* _SELECTED PASSAGE_

_ _ _ _

Neri has the good sense not to sensationalize the story, but to humanize it.  He gets into the bones of why someone might play such a stupid, hateful game.  Some of it comes from the young age of most of the players, still in middle school and eager to seem impressive.  Some is the high from the violence.  It's a combination of factors.

Erica Asher, unlike most of the players in her town, is white.  But she has her own camera and a pretty good eye, and the players like having their knockouts filmed.  As she gets more involved with the game, she also becomes more involved with the Knockout King, Kalvin.  He's charismatic, genuinely talented, and kind and sensitive when he talks to Erica alone.  But the sweet boy she falls in love with is also capable of great cruelty, some of it directed at Erica.

_ _ _ _

* _EXERCISE REQUIREMENTS_
A. Answer each question from the book review passage:
(i) What school level are most of the players at?
(ii) What does Erica Asher own that makes the players want her around?
(iii) Who is the Knockout King?
B. List every adjective the book review passage uses for Kalvin in the sentence beginning "He's charismatic".
C. Carry the book review passage forward from its last sentence.
The records aren't needed for any of this.

* _DATASET_

_ _ _ _

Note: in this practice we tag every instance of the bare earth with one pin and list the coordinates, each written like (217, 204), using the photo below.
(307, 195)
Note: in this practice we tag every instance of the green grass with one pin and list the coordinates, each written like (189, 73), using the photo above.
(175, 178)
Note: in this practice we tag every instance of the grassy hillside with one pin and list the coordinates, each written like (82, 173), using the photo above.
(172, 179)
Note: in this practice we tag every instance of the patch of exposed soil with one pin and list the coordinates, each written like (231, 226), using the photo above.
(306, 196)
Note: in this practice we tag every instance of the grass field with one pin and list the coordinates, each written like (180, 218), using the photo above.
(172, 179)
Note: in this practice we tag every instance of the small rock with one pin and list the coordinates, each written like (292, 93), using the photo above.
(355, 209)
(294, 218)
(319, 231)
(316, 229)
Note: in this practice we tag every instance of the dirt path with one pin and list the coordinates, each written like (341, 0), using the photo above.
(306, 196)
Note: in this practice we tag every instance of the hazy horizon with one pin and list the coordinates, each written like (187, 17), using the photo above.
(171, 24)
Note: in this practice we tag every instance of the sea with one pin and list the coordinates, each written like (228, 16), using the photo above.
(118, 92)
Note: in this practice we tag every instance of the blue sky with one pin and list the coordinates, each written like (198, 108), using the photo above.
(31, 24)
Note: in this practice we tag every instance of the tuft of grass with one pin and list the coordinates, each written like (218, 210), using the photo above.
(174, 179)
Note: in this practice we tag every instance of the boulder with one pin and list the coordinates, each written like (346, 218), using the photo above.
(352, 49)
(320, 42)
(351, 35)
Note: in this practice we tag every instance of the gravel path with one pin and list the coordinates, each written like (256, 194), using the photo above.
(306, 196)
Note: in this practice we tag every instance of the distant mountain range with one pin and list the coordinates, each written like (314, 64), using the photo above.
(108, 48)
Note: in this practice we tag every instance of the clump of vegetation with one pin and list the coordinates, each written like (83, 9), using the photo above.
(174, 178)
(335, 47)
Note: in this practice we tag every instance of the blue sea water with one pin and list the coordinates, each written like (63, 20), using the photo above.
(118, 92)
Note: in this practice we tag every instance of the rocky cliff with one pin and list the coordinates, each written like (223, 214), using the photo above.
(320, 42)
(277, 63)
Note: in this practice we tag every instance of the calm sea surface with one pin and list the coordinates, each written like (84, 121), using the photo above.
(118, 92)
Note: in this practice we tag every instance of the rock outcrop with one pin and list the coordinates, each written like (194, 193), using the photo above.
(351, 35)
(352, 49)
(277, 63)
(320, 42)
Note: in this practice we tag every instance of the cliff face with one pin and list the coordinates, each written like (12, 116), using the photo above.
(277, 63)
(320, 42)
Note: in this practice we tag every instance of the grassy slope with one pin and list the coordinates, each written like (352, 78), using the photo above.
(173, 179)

_ _ _ _

* _SOLVED PROBLEMS_
A.
(i) Most are still in middle school.
(ii) She has her own camera, and the players like having their knockouts filmed.
(iii) Kalvin.

B. charismatic, talented, kind, sensitive

C.
Just as Neri builds up the reasons why, he tears it down with a realistic description of the consequences.  KNOCKOUT GAMES is not preachy - in fact, some people get away with more than they should and some get away with less, and both sides are a tragedy.  The racial implications of the Knockout Game are also explored.  (Although the real-life trend of Jews being targeted is avoided.)

KNOCKOUT GAMES is a tough read.  It's violent, and the sex (which the heroine wants) leads to unfortunate consequences (as it is filmed without her consent).  The characters are complex and sympathetic, but many times quite unlikeable.  It is a story about finding the courage to speak up, but it's a hard journey for Erica.  I highly recommend this book for older teens, but I doubt I'll revisit it.  It would be a hard one to reread.